**TASK DETAILS:** Would you please return the line containing "the rear side" and all the lines after it through the end of the records below, unchanged and on their own?

(Recorded data)

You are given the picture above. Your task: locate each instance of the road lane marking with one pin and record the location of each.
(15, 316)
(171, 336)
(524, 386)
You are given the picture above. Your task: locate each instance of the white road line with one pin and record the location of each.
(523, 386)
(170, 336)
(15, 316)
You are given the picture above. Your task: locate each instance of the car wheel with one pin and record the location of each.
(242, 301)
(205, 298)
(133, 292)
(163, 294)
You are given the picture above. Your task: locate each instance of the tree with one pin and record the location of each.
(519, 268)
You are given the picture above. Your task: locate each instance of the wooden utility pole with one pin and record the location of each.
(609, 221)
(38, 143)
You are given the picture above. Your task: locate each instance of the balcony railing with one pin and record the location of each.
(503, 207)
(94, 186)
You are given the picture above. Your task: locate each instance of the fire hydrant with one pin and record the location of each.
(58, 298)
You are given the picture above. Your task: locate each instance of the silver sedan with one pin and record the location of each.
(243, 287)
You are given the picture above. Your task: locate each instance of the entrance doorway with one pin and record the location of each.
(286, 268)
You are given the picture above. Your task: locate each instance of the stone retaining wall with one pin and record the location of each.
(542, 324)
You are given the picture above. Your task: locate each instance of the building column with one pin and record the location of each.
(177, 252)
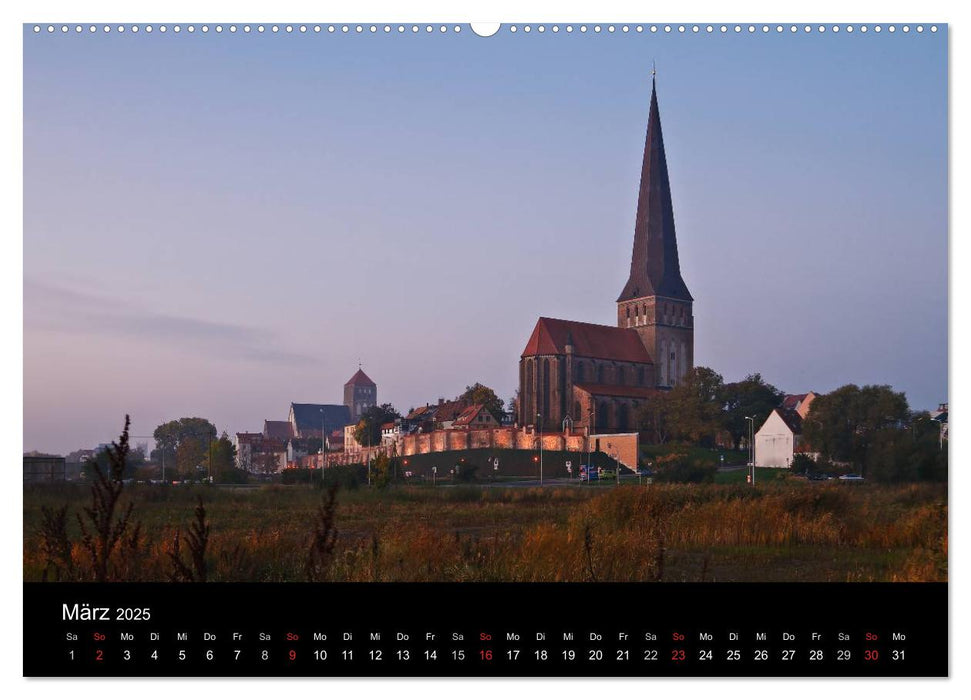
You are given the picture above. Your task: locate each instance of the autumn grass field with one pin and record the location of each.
(788, 530)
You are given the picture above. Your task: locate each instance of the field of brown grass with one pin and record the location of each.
(775, 532)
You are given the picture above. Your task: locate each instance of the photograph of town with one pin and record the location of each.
(313, 303)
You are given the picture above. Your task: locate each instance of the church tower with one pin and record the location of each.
(655, 301)
(360, 394)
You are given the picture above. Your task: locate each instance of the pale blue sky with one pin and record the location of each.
(219, 225)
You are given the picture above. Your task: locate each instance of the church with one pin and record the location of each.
(594, 376)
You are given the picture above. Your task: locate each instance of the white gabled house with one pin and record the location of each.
(779, 439)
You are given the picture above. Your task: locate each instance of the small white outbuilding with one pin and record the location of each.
(778, 439)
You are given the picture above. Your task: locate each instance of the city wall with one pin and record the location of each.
(621, 446)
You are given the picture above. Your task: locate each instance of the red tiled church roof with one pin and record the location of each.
(791, 401)
(630, 392)
(552, 335)
(277, 429)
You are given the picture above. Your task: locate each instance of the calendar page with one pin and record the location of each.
(539, 349)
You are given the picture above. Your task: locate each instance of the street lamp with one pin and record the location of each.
(539, 422)
(589, 432)
(751, 446)
(321, 450)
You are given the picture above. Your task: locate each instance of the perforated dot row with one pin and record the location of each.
(251, 28)
(443, 29)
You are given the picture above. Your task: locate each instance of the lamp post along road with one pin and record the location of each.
(751, 447)
(539, 422)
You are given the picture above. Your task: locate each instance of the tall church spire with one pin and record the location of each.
(654, 268)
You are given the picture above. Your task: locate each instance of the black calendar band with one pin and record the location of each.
(486, 630)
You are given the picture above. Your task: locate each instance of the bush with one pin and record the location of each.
(685, 472)
(803, 464)
(465, 473)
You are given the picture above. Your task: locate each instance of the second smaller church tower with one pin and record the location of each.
(360, 394)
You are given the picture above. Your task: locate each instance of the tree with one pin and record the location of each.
(170, 436)
(695, 406)
(224, 459)
(134, 459)
(750, 397)
(481, 394)
(190, 457)
(846, 424)
(655, 418)
(368, 429)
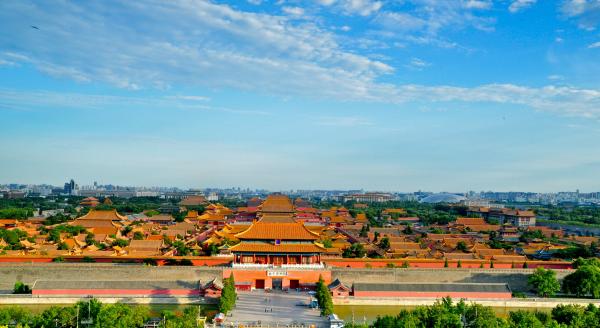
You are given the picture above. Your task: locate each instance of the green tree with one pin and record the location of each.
(138, 235)
(122, 316)
(585, 281)
(461, 246)
(21, 288)
(385, 243)
(323, 297)
(357, 250)
(228, 295)
(544, 282)
(524, 319)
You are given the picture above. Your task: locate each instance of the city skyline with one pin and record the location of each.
(279, 95)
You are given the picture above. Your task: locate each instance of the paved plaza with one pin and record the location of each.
(275, 309)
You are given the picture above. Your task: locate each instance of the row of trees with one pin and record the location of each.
(446, 314)
(323, 297)
(228, 295)
(101, 315)
(584, 282)
(93, 313)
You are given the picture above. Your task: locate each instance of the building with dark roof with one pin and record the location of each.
(431, 290)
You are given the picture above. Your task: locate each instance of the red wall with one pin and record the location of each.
(145, 292)
(431, 294)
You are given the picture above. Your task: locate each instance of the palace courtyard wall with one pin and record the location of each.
(29, 273)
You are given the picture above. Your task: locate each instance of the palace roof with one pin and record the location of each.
(108, 215)
(470, 221)
(193, 200)
(284, 231)
(282, 248)
(277, 204)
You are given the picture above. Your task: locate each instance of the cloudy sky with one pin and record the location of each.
(439, 95)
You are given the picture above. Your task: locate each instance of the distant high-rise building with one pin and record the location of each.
(69, 187)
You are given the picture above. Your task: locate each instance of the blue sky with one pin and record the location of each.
(403, 95)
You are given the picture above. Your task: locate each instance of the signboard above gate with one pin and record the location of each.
(276, 273)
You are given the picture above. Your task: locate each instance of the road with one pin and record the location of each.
(275, 309)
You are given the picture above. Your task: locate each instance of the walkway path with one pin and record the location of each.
(275, 309)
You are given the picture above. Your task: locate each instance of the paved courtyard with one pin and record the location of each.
(275, 309)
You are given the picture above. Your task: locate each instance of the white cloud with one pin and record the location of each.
(587, 12)
(226, 48)
(362, 7)
(347, 121)
(519, 5)
(478, 4)
(294, 11)
(594, 45)
(422, 21)
(417, 63)
(354, 7)
(184, 43)
(27, 100)
(326, 2)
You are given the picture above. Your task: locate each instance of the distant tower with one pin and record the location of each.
(69, 187)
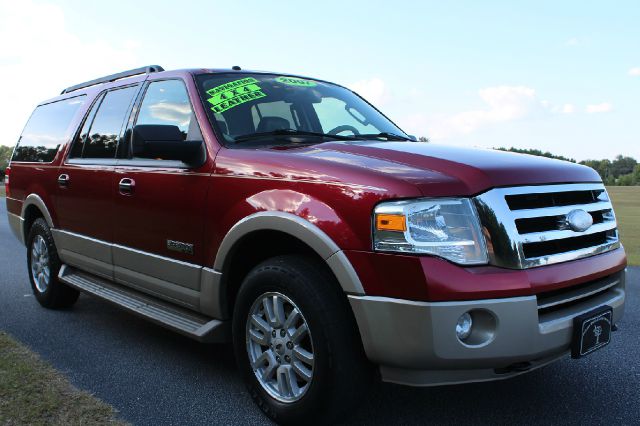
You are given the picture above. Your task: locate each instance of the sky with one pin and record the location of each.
(557, 76)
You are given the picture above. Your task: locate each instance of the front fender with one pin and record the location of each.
(301, 229)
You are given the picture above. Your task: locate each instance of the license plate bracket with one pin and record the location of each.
(591, 331)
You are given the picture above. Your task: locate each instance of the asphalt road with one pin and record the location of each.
(155, 377)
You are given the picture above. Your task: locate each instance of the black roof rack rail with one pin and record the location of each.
(142, 70)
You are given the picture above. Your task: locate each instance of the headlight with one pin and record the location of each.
(445, 227)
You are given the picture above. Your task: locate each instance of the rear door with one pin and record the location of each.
(87, 186)
(159, 208)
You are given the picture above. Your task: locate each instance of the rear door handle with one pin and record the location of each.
(126, 185)
(63, 180)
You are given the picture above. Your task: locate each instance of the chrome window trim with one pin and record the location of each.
(506, 243)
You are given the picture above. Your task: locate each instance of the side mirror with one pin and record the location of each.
(158, 141)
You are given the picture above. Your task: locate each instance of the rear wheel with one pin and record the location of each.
(296, 342)
(43, 264)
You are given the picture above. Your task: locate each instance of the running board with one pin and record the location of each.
(182, 320)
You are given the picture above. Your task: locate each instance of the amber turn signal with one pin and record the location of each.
(391, 222)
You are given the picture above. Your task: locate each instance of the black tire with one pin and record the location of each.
(56, 295)
(341, 372)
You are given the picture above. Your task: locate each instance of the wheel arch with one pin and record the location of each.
(33, 207)
(286, 233)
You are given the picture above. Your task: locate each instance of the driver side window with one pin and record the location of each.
(332, 114)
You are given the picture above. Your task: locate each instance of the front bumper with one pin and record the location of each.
(415, 342)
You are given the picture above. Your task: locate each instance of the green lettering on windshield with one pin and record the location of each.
(234, 93)
(292, 81)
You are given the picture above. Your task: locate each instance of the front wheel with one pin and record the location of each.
(296, 342)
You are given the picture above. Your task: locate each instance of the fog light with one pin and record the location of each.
(463, 327)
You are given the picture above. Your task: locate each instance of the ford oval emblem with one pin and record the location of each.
(579, 220)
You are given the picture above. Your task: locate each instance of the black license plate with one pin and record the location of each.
(591, 331)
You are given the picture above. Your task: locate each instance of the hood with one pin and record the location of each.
(441, 169)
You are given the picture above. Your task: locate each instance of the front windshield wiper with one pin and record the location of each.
(386, 135)
(292, 132)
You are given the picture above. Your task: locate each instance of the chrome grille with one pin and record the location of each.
(527, 226)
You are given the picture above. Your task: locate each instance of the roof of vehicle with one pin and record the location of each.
(140, 74)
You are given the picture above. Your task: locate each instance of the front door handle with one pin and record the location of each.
(63, 180)
(126, 185)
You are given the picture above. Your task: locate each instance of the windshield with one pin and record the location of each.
(267, 109)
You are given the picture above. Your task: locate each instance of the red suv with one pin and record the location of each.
(290, 216)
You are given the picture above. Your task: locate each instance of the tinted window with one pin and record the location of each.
(167, 103)
(102, 138)
(78, 143)
(47, 129)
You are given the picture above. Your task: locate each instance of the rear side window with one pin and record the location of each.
(48, 127)
(101, 138)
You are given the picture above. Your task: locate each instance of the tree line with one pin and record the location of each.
(622, 171)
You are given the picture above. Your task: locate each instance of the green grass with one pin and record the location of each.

**EXERCISE RESPONSE:**
You are given the picture above. Your task: locate each instance of the rear side window with one pin and record the location of each.
(48, 127)
(101, 138)
You are given the picture above. Your task: locate each instance of the tree line with one pin and record the location of each.
(622, 171)
You are given the picture above. Your task: locate each instance of the green grass with one pin and record the location of each.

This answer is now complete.